PROBLEMS AND TASKS:
• a. In the online argument about sexual reproduction, what does one poster say the purpose of sexual reproduction is?
• b. Pick up the online argument about sexual reproduction after its last sentence and keep it going.

TEXT SEGMENT:
= Beginning of Section =

Unless you can provide a link to this alleged evidence, I consider this debate won - and you a complete fucking tool.
You seem on poor terms with the muse of language. I take it that you mean "usually" when you say always. Well, I know you do because we argued round this circle before. Debating with you is difficult because you lack precision in your language and so your points come across as very confused.
Women always invest more in offspring.
Most kids get raised as part of a family. that seems very much like pooling resources to me.
I've stated that by the very nature of sexual reproduction the males job is to spread genes, the females to produce offspring.
And producing offspring isn't spreading genes? The purpose of sexual reproduction is to spread genes.
Don't even think about arguing this, as you explicitly stated that you agree with this in a previous post.
Nope.
You claimed I believed all this in spite of evidence to the contrary.
What evidence?
You have not produced any evidence to the contrary, but rather argued that your anecdotes are sufficient to disprove peer reviewed meta studies
what peer reviewed metastudies? You never gave any, you merely asserted they existed.
SJW n. One who posts facts.
For fuck sake you god damn moron, how many times do I have to tell you: IT'S DOCUMENTED IN THE BOOK! A book detailing the available evidence is acceptable as evidence by any standard. Your fucking moronic opinions and anecdotes are not.
You don't want to invest the time to examine the available data? Fine, but then you forfeit the right to argue against it. I'd tell you to read the book, but it's clear the book is way beyond your level of comprehension, since there are very few pictures in it.
You have not provided any citations for your claim, so I have won this debate, and you have once again proved you have the intellect of an 11 year old.
For fuck sake you god damn moron, how many times do I have to tell you: IT'S DOCUMENTED IN THE BOOK!
You have indeed told me "it" many times, but you haven't told me what. WHAT evidence is documented in the book. You have the opportunity to spell it out in brief right here:
[blank space]
I doubt every argument you made is documented in the book, so please at least tell me which. You don't seem to realse that "go and read 3 books first" is a reasonable debating strategy, especially when the person debating with you is at least as well versed in the topics at hand.

= End of Section =

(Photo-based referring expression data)
= Beginning of Section =

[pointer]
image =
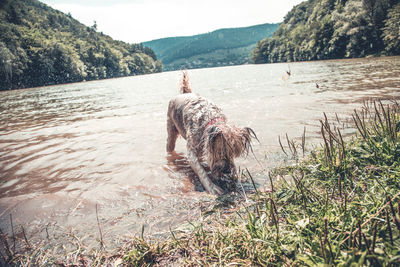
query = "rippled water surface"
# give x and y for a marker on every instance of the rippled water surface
(65, 149)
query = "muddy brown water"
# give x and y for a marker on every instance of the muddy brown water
(65, 149)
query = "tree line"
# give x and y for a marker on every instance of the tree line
(42, 46)
(332, 29)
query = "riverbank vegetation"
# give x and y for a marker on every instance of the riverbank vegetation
(223, 47)
(42, 46)
(334, 29)
(338, 206)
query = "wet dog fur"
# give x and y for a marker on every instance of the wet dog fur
(211, 141)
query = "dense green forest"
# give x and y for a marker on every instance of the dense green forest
(222, 47)
(331, 29)
(42, 46)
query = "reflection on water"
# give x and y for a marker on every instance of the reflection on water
(65, 148)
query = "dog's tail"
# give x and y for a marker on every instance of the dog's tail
(185, 86)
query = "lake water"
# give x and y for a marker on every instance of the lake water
(65, 149)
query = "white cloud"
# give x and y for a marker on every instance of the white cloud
(140, 20)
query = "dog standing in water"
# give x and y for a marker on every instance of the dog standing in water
(209, 138)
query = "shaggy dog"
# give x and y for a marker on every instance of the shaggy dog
(209, 138)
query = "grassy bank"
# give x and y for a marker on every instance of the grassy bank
(338, 206)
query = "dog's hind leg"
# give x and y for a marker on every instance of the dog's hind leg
(172, 135)
(208, 185)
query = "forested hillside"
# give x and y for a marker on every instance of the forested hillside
(222, 47)
(331, 29)
(42, 46)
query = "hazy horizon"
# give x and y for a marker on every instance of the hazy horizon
(137, 21)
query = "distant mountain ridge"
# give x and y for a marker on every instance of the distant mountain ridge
(42, 46)
(333, 29)
(230, 46)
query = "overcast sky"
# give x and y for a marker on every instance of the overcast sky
(136, 21)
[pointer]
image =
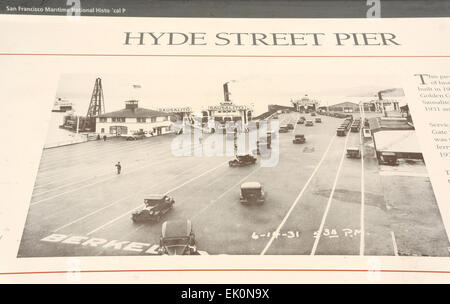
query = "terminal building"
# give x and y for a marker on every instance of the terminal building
(133, 119)
(395, 136)
(305, 104)
(226, 111)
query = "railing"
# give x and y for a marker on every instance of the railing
(80, 139)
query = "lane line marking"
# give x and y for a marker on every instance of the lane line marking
(113, 203)
(96, 173)
(171, 190)
(362, 228)
(330, 199)
(223, 194)
(394, 243)
(114, 175)
(269, 243)
(92, 184)
(57, 164)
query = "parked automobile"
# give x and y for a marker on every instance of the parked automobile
(136, 136)
(177, 238)
(341, 131)
(388, 158)
(299, 139)
(252, 192)
(353, 152)
(242, 160)
(154, 208)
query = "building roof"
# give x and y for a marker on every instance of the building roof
(345, 104)
(404, 141)
(134, 113)
(177, 228)
(378, 123)
(251, 185)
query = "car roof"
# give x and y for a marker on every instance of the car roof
(156, 196)
(251, 185)
(178, 228)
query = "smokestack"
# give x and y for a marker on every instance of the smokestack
(226, 92)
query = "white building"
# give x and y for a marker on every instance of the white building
(132, 120)
(305, 104)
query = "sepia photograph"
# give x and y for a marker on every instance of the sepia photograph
(219, 164)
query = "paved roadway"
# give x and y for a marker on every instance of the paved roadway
(318, 201)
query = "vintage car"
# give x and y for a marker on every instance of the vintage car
(252, 192)
(388, 158)
(177, 238)
(299, 139)
(154, 208)
(355, 127)
(341, 131)
(242, 160)
(309, 123)
(136, 136)
(353, 152)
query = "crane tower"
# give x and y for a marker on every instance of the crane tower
(96, 106)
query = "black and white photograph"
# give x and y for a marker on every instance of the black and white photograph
(228, 163)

= End of Section =

LIST OF ANSWERS:
• a. To spread genes.

• b.
If you said "there is evidence [cite book]" or something along those lines, then I'd accept your argument. However, what you do is ramble in circles and then demand I read three books (with insults no less!), then ramble round in circles when I ask you to say what your arguments are (citations are no substitute for having your own arguments) and so on.
I like how you have repeatedly, "cowardly" refesed to answer any of my questions, suc has which grouping you are using to define your gender norms.
You have not provided any citations for your claim
I don't think you nuderstand how debating and reasoning works. The logic and reason part should stand on its own without citations. If you want to skip over an established piece of reasoning, you might say something like "following the argument in [cite]", though that's not done when the argument is the central part of the debate. Citations are also used to provide coroborating evidence.
The only bits of evidence I've presented are that there are in fact various organisms which don't fit your narritive of gender roles. Would you like to provide citations for those?
Demanding citations for my logical arguments (which is not how citations work) makes it appear that you can't rebut my arguments and are trying to rely (incorrectly I might add) on technicalities to make yourself happy ignoring them.
so I have won this debate
If you like. Will it make you happy if I agree?
SJW n. One who posts facts.
"People are not patentable. " .....yet
"People are not patentable. " .....yet
And corporations are people.
The shepherds did so well protecting the flock that the sheep no longer believed that wolves existed.